Há figura privilegiada, no artigo 348 do Código Penal, parágrafo primeiro, se ao crime do favorecido não é cominada pena de reclusão, quando a pena será de detenção de quinze dias a três meses e multa.
Incide isenção da pena, prevista no artigo 348, parágrafo segundo do Código Penal se quem presta o auxílio é ascendente, descendente, cônjuge ou irmão do criminoso. No mesmo sentido temos o tratamento com relação a companheiro, à vista do que dispõe a Constituição, e ainda ao filho adotivo, como revela Heleno Cláudio Fragoso[3]. Há uma incidência de uma escusa absolutória(imunidade absoluta).

— Instruções —
Traduza para o inglês esta frase do trecho sobre o artigo 348 do Código Penal: "Incide isenção da pena, prevista no artigo 348, parágrafo segundo do Código Penal se quem presta o auxílio é ascendente, descendente, cônjuge ou irmão do criminoso."

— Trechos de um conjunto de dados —
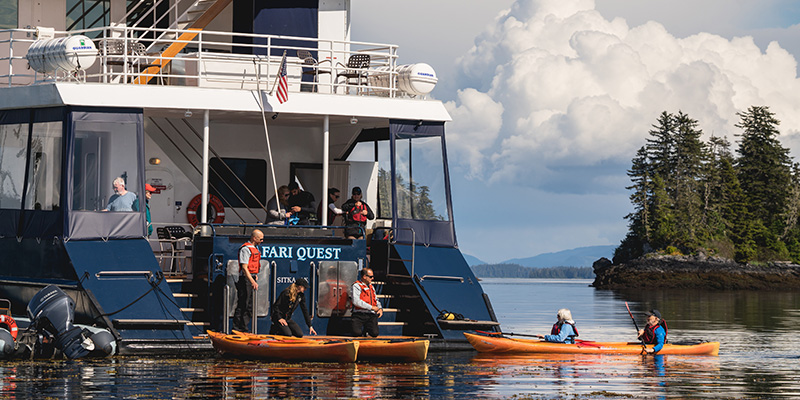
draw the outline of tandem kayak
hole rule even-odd
[[[349,336],[308,336],[303,338],[295,338],[289,336],[279,335],[255,335],[252,333],[244,333],[234,331],[234,333],[246,336],[251,339],[280,339],[285,341],[344,341],[352,340],[359,343],[358,347],[358,360],[359,361],[400,361],[400,362],[415,362],[425,361],[428,358],[428,347],[431,341],[428,339],[421,339],[410,336],[384,336],[377,338],[370,337],[349,337]]]
[[[354,362],[359,342],[251,338],[208,331],[214,348],[236,357],[275,361]]]
[[[512,339],[504,336],[487,336],[464,333],[467,341],[481,353],[578,353],[578,354],[641,354],[639,342],[591,342],[582,340],[575,344],[552,343],[531,339]],[[647,345],[652,348],[653,345]],[[719,342],[690,345],[665,344],[658,354],[719,355]]]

— Exercício resolvido —
An exemption from punishment, provided for in Article 348, second paragraph, of the Penal Code, applies if the person who provides the assistance is an ascendant, descendant, spouse, or sibling of the offender.